"""

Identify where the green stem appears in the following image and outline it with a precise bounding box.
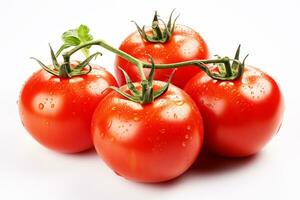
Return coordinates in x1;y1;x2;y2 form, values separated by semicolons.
63;40;146;80
63;40;243;81
143;58;225;69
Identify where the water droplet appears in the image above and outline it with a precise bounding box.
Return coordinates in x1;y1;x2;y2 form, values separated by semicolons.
107;120;112;129
175;100;184;106
39;103;44;110
99;132;104;137
173;113;177;119
159;128;166;133
186;125;192;131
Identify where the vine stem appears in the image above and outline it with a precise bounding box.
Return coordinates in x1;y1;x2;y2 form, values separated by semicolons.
63;40;147;80
62;40;243;81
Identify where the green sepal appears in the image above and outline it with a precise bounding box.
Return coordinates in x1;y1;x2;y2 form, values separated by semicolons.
30;57;59;76
56;24;93;57
232;45;241;71
153;69;176;99
133;9;179;43
49;44;59;69
74;52;102;71
118;67;140;96
108;86;140;103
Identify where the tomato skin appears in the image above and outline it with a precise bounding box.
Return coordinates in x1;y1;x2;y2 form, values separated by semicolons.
92;81;203;182
185;66;284;157
18;66;117;153
115;25;209;88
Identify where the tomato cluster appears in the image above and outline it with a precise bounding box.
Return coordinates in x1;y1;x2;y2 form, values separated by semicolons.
19;10;284;182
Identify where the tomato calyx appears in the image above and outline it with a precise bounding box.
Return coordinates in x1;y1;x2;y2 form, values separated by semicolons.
31;25;102;78
133;9;179;43
109;56;176;104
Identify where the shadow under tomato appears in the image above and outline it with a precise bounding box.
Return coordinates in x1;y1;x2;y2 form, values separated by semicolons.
143;151;260;188
187;151;260;175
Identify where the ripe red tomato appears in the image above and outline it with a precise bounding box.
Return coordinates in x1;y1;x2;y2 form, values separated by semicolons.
19;66;117;153
92;81;203;182
185;67;284;157
115;25;209;88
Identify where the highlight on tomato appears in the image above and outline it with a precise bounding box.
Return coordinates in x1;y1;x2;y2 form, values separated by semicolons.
92;59;203;182
18;26;117;153
184;47;284;157
115;10;209;88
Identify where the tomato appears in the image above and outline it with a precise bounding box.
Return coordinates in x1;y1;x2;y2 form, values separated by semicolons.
115;25;209;88
92;81;203;182
18;66;117;153
185;66;284;157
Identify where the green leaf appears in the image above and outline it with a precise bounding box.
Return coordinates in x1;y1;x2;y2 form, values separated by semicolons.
77;24;93;42
118;67;140;96
49;44;59;69
153;68;176;99
109;86;139;103
56;24;93;57
62;29;81;46
75;52;102;71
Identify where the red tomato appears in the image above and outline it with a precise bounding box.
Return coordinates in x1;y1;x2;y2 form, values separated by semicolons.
19;66;117;153
185;67;284;157
115;25;209;88
92;81;203;182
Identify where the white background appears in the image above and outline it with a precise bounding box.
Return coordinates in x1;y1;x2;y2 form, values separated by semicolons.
0;0;300;200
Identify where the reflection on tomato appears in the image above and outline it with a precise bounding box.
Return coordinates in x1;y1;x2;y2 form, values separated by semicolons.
185;67;284;157
19;66;117;153
115;25;209;88
92;81;203;182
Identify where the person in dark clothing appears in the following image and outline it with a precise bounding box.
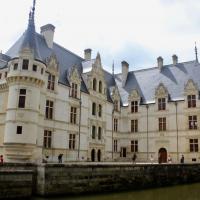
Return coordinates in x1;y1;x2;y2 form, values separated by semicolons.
132;153;137;163
58;153;63;163
181;155;184;164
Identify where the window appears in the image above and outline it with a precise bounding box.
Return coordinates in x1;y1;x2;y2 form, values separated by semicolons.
92;78;97;91
92;126;96;139
22;59;29;70
131;101;138;113
99;104;102;117
114;100;118;111
131;140;138;152
69;134;76;149
188;115;197;129
114;140;117;152
13;63;18;70
45;100;53;119
187;95;196;108
158;117;166;131
47;74;55;90
71;83;78;98
70;107;77;124
92;103;96;115
114;118;118;132
43;130;52;148
98;127;102;140
17;126;22;134
190;139;199;152
33;65;37;72
158;98;166;110
18;89;26;108
131;119;138;133
99;81;102;93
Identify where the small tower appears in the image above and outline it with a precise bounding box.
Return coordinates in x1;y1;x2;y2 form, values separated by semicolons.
4;0;46;162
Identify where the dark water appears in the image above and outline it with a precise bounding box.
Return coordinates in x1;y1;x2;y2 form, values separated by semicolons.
32;183;200;200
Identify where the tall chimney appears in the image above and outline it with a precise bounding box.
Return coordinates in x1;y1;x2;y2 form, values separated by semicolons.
122;61;129;87
40;24;55;49
172;54;178;65
157;56;163;71
84;49;92;60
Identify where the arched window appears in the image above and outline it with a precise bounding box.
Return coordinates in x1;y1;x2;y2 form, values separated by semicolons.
92;103;96;115
99;81;102;93
93;78;97;91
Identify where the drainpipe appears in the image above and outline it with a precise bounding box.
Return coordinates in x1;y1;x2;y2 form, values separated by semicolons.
146;104;149;161
112;106;114;161
175;101;179;163
78;91;82;160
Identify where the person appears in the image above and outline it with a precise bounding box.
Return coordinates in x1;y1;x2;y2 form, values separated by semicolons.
181;154;184;164
150;154;154;164
0;155;3;164
58;153;63;163
132;153;137;163
167;155;172;163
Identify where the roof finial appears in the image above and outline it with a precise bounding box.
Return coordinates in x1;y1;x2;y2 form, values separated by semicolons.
194;42;199;62
112;60;115;76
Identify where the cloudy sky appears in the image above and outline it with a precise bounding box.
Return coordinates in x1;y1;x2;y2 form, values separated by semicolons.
0;0;200;72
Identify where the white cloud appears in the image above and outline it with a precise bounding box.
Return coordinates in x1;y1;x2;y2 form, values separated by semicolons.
0;0;200;72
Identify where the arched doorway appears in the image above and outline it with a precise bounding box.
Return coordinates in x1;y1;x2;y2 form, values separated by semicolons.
91;149;95;162
158;148;167;163
97;149;101;162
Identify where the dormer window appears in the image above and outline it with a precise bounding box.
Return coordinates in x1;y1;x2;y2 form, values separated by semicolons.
33;65;37;72
13;63;18;70
158;98;166;110
114;100;118;111
187;95;196;108
22;59;29;70
131;101;138;113
71;83;78;98
92;78;97;91
47;74;55;90
99;81;102;93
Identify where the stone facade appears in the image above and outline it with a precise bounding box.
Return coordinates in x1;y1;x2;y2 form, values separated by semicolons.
0;1;200;163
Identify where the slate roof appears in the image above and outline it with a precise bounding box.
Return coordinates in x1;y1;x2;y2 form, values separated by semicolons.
116;61;200;105
6;32;88;93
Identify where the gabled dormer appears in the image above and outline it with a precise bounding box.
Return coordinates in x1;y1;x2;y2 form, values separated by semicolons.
184;79;198;108
155;83;169;111
88;53;106;96
69;65;81;99
128;89;140;113
111;87;120;112
46;54;59;91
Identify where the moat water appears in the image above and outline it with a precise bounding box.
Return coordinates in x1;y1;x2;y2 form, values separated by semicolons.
32;183;200;200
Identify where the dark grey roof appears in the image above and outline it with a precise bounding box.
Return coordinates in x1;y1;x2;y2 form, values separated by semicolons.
6;32;88;92
116;61;200;105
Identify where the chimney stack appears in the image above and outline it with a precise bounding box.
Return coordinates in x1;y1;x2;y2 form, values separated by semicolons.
84;49;92;61
157;56;163;71
122;61;129;87
40;24;55;49
172;54;178;65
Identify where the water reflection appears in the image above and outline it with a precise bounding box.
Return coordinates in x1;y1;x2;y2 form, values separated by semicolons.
32;183;200;200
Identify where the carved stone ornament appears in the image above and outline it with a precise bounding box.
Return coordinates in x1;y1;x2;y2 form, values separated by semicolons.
69;65;81;84
128;89;140;101
111;87;119;101
155;83;168;97
46;54;59;71
184;79;198;93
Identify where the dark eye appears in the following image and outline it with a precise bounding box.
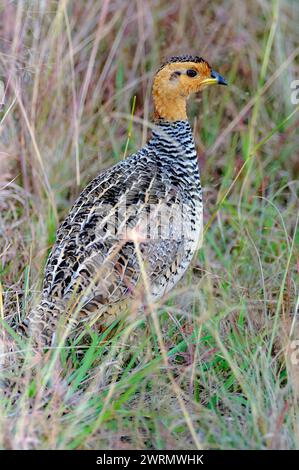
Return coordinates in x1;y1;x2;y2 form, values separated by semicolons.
186;69;197;77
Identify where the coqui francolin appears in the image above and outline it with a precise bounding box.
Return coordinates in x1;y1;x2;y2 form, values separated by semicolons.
28;55;226;346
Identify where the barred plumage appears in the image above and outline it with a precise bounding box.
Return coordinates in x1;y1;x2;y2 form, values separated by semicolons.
29;56;227;344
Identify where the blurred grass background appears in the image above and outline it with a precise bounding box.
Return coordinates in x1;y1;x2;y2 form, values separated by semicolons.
0;0;299;449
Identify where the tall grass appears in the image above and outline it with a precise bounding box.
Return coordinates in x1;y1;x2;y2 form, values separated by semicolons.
0;0;299;449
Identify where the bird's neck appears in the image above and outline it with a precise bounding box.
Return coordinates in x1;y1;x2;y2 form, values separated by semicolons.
147;120;197;168
153;88;187;122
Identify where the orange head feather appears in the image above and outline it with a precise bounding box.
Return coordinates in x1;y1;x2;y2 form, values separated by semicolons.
153;56;226;121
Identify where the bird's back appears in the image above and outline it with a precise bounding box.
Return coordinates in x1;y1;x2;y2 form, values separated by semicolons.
31;121;202;344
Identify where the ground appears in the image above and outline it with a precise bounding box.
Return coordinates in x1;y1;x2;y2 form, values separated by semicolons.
0;0;299;449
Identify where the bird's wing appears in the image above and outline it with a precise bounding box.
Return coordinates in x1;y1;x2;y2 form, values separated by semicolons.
43;154;190;316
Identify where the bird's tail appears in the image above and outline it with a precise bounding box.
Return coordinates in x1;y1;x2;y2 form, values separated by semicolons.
26;299;65;347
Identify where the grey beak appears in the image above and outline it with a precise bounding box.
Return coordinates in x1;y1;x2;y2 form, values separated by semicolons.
211;70;227;85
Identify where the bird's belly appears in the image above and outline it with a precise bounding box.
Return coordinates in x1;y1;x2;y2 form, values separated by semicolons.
151;206;203;300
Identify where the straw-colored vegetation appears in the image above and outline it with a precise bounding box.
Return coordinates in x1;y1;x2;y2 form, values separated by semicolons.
0;0;299;449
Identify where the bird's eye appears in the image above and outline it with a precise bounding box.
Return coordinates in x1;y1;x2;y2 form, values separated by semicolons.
186;69;197;77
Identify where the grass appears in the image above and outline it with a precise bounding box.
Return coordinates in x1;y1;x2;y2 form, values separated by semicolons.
0;0;299;449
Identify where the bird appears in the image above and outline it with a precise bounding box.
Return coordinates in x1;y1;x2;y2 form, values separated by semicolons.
27;55;227;346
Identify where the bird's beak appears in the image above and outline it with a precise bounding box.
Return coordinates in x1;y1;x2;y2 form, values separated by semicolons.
201;70;227;85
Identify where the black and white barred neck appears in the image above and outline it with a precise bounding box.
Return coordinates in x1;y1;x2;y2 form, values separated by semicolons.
142;120;201;200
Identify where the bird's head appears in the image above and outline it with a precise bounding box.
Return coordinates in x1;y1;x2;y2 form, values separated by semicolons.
153;55;227;121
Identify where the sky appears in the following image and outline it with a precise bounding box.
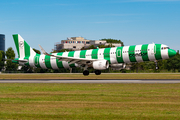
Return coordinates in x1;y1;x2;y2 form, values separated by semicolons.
0;0;180;55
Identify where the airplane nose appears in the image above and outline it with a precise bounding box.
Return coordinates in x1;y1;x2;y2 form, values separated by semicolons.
168;49;176;57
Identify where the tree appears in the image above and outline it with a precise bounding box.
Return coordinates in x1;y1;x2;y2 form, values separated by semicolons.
6;47;18;71
33;48;41;54
0;51;5;71
101;38;124;46
166;52;180;72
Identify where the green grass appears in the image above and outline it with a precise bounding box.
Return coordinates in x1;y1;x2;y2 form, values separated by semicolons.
0;83;180;120
0;73;180;80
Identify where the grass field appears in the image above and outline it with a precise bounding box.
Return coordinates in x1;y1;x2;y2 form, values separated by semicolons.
0;83;180;120
0;73;180;79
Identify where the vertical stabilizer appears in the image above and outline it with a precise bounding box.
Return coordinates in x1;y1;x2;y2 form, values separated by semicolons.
13;34;36;58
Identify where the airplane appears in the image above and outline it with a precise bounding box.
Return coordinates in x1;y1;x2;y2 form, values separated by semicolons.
12;34;176;76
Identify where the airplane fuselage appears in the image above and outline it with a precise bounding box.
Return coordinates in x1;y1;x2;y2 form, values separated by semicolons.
15;44;175;69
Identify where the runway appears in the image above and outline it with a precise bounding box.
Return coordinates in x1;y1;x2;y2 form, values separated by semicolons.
0;79;180;84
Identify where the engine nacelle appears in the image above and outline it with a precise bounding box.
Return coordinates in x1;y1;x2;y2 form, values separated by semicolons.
110;63;126;69
93;60;109;70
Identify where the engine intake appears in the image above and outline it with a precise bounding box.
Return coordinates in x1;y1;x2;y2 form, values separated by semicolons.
93;60;109;70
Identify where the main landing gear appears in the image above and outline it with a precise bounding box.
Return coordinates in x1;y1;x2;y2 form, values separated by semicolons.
95;70;101;75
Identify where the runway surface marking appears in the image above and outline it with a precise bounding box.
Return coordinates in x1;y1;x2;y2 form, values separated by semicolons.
0;80;180;83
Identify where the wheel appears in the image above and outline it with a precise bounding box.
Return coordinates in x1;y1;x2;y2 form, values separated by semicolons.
83;70;89;76
95;70;101;75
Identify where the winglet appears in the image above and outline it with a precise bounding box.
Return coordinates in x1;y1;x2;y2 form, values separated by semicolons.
39;45;50;55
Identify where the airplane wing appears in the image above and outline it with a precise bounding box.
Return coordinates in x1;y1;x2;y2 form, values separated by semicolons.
39;45;98;65
5;59;28;63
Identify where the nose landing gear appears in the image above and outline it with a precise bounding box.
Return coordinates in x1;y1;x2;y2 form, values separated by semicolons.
95;70;101;75
154;61;159;70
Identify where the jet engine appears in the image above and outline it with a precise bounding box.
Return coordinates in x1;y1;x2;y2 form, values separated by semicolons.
93;60;109;70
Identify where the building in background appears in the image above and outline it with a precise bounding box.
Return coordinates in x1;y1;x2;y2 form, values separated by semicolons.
0;34;5;52
54;37;121;51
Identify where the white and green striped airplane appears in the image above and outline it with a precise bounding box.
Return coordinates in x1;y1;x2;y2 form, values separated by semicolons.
12;34;176;75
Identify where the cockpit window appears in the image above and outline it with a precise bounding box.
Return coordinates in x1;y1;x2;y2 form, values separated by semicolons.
161;47;170;50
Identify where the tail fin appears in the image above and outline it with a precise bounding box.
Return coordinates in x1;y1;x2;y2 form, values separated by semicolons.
13;34;36;58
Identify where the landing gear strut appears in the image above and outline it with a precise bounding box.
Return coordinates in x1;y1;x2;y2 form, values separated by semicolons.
95;70;101;75
83;70;89;76
154;61;159;70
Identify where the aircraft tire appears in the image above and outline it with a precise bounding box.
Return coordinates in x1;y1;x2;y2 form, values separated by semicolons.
83;70;89;76
95;70;101;75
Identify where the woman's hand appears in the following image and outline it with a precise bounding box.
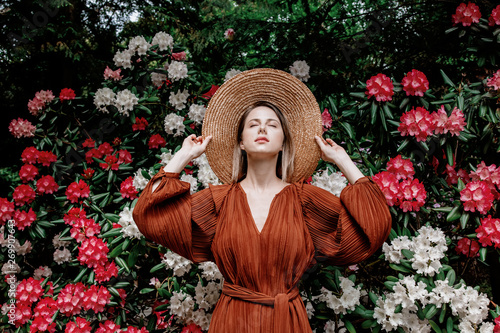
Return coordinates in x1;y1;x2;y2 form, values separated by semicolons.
314;135;364;184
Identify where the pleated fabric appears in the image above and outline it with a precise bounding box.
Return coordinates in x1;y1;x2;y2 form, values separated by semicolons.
133;169;391;333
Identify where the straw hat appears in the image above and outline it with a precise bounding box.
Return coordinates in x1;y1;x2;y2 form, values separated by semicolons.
202;68;323;184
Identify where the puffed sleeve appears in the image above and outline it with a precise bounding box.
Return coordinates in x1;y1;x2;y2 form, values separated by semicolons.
132;168;216;263
300;177;391;265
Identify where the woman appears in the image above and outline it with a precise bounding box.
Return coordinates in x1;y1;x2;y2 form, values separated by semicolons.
133;69;391;333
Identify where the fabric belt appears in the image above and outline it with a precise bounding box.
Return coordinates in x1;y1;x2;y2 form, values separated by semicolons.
222;281;299;333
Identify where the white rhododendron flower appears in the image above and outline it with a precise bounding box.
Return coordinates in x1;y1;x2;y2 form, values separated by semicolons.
167;61;188;81
128;36;151;55
168;90;189;110
224;68;241;82
311;170;347;197
115;89;139;117
161;250;192;276
151;31;174;51
290;60;310;82
94;88;116;113
164;113;186;136
113;49;134;68
188;104;207;125
118;207;143;239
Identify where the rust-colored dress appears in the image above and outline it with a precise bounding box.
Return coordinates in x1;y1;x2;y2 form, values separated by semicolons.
133;168;391;333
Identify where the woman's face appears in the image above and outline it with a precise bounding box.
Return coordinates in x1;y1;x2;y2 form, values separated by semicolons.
240;106;285;158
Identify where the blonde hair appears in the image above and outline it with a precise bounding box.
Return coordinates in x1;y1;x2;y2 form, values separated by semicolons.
231;101;295;183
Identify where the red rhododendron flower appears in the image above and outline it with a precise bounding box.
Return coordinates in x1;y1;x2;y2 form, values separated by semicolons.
78;236;109;267
451;2;481;27
488;5;500;26
59;88;76;101
94;262;118;283
120;176;139;200
455;237;479;258
83;285;111;313
9;118;36;139
30;297;57;333
82;138;95;148
64;317;92;333
97;142;113;156
99;155;119;170
401;69;429;96
486;69;500;90
19;164;38;183
12;184;35;206
36;175;59;194
38;151;57;166
398;107;435;141
387;155;415;180
460;181;494;214
16;277;43;306
321;108;333;131
118;149;132;164
95;320;122;333
365;73;394;102
14;207;36;230
476;215;500;248
372;171;400;206
21;147;40;164
201;84;219;99
148;134;167;149
0;198;15;225
66;179;90;203
399;179;427;212
132;117;148;131
81;168;95;179
104;66;123;81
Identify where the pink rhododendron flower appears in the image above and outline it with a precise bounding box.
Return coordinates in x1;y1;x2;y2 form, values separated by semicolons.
19;164;38;183
172;51;186;61
0;198;15;225
66;179;90;203
455;237;479;258
59;88;76;101
12;184;35;206
104;66;123;81
120;176;139;200
387;155;415;180
365;73;394;102
451;2;481;27
224;28;234;40
460;180;494;214
398;107;436;141
9;118;36;139
401;69;429;96
148;134;167;149
486;69;500;90
14;207;36;230
488;5;500;26
21;147;40;164
36;175;59;194
476;215;500;248
321;108;333;131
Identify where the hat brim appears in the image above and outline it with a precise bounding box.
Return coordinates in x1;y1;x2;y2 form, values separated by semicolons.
202;68;323;184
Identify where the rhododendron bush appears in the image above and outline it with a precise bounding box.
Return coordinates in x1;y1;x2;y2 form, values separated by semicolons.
0;4;500;332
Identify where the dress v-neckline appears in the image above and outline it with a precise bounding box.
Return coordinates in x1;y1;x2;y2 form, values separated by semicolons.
237;182;292;236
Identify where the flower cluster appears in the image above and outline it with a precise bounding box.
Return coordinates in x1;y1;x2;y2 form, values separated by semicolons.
9;118;36;139
290;60;310;82
365;73;394;102
311;170;347;197
401;69;429;96
372;155;427;212
451;2;481;27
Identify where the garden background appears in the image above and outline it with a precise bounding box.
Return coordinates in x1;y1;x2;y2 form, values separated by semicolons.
0;0;500;332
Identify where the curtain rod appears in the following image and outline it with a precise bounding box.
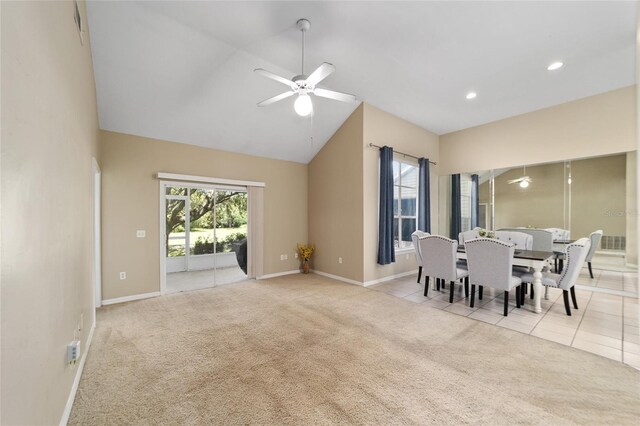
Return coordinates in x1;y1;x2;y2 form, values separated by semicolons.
369;143;438;166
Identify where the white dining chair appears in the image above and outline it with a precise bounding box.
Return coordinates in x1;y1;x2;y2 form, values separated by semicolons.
419;235;469;303
464;238;522;317
411;231;430;283
520;238;591;316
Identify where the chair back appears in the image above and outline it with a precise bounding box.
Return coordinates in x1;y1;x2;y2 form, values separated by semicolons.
500;228;553;251
419;235;458;281
411;231;429;266
464;238;515;291
585;229;602;262
496;231;533;250
558;238;591;290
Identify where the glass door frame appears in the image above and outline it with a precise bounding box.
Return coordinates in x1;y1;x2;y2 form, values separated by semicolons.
159;180;250;295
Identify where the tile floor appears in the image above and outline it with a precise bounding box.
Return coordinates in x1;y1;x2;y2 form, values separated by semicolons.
368;268;640;369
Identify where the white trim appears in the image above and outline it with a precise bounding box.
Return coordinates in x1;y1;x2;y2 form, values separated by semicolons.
312;269;363;287
156;172;266;187
256;269;300;280
102;291;160;305
575;284;638;297
60;321;96;426
363;271;418;287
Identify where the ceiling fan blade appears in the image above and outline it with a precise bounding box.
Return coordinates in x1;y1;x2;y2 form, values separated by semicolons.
307;62;336;86
314;87;356;102
253;68;298;88
258;92;296;106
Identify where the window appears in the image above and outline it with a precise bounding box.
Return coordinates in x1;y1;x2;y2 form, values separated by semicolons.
393;160;418;249
460;174;473;232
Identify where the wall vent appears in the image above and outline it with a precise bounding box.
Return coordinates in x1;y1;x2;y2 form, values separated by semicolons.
600;235;627;251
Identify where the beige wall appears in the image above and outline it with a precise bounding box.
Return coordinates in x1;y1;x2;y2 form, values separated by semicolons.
0;2;98;424
492;163;565;229
361;104;440;282
439;86;637;174
309;104;365;282
571;155;627;238
100;131;307;299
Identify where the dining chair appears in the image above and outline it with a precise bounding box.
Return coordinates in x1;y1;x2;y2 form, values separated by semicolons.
411;231;430;283
464;238;522;317
520;238;591;316
556;229;602;278
419;235;469;303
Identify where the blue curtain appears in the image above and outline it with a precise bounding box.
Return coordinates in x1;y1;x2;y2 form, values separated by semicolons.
378;146;396;265
418;158;431;233
449;174;462;240
471;175;480;229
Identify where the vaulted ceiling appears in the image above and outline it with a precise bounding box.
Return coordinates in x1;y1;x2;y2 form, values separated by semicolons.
88;1;637;163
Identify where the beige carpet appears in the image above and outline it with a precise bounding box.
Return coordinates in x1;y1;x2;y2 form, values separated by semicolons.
69;275;640;425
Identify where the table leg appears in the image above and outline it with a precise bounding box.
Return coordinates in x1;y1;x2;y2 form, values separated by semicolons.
533;268;542;314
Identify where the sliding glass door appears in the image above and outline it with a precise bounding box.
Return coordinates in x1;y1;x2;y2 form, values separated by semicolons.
163;183;247;293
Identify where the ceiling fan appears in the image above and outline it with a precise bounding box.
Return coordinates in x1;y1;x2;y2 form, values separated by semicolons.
254;19;356;117
507;166;533;188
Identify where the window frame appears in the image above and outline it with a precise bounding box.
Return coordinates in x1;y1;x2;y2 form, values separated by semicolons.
393;154;420;253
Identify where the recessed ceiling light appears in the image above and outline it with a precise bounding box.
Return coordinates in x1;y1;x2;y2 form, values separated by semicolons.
547;62;564;71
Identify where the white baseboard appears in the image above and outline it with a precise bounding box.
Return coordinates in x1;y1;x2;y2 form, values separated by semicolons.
102;291;160;306
60;321;96;426
256;269;300;280
364;270;418;287
313;270;418;287
312;269;362;286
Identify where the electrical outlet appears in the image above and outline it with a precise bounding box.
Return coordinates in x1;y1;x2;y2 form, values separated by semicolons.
67;340;80;364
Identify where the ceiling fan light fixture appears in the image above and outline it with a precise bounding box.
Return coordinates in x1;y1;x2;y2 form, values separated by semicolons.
547;61;564;71
293;93;313;117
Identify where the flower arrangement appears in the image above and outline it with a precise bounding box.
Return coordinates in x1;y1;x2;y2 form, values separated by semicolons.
478;228;496;238
298;243;316;274
298;243;316;262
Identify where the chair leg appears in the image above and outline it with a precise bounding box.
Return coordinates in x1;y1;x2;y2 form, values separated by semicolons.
571;287;578;309
562;290;571;316
469;284;476;308
504;291;509;317
530;283;533;299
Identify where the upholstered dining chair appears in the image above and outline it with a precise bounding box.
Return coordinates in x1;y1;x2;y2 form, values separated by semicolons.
411;231;429;283
419;235;469;303
464;238;522;317
556;229;602;278
520;238;591;316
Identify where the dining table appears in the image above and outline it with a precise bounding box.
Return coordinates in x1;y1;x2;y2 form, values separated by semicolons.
457;245;555;314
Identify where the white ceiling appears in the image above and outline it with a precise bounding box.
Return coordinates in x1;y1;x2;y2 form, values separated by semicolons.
88;1;637;163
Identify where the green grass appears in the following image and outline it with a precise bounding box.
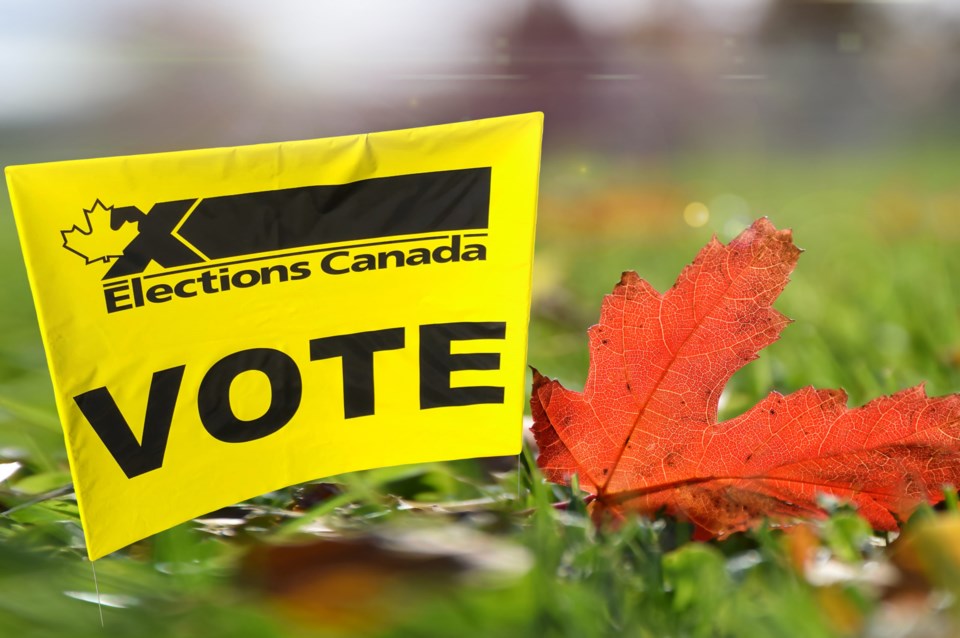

"""

Change "bounding box" to "rectangle" in the lines starting at the one containing "Identify where the bird's neck" and ending at the one containing "153;88;187;122", and reproduce only those lines with everything else unchanged.

FINISHED TASK:
Identify where the bird's neck appears in the image above and outline it with a precise rectangle.
Return coordinates in x1;y1;x2;y2 form, values separated by semicolons.
147;120;197;168
153;88;187;122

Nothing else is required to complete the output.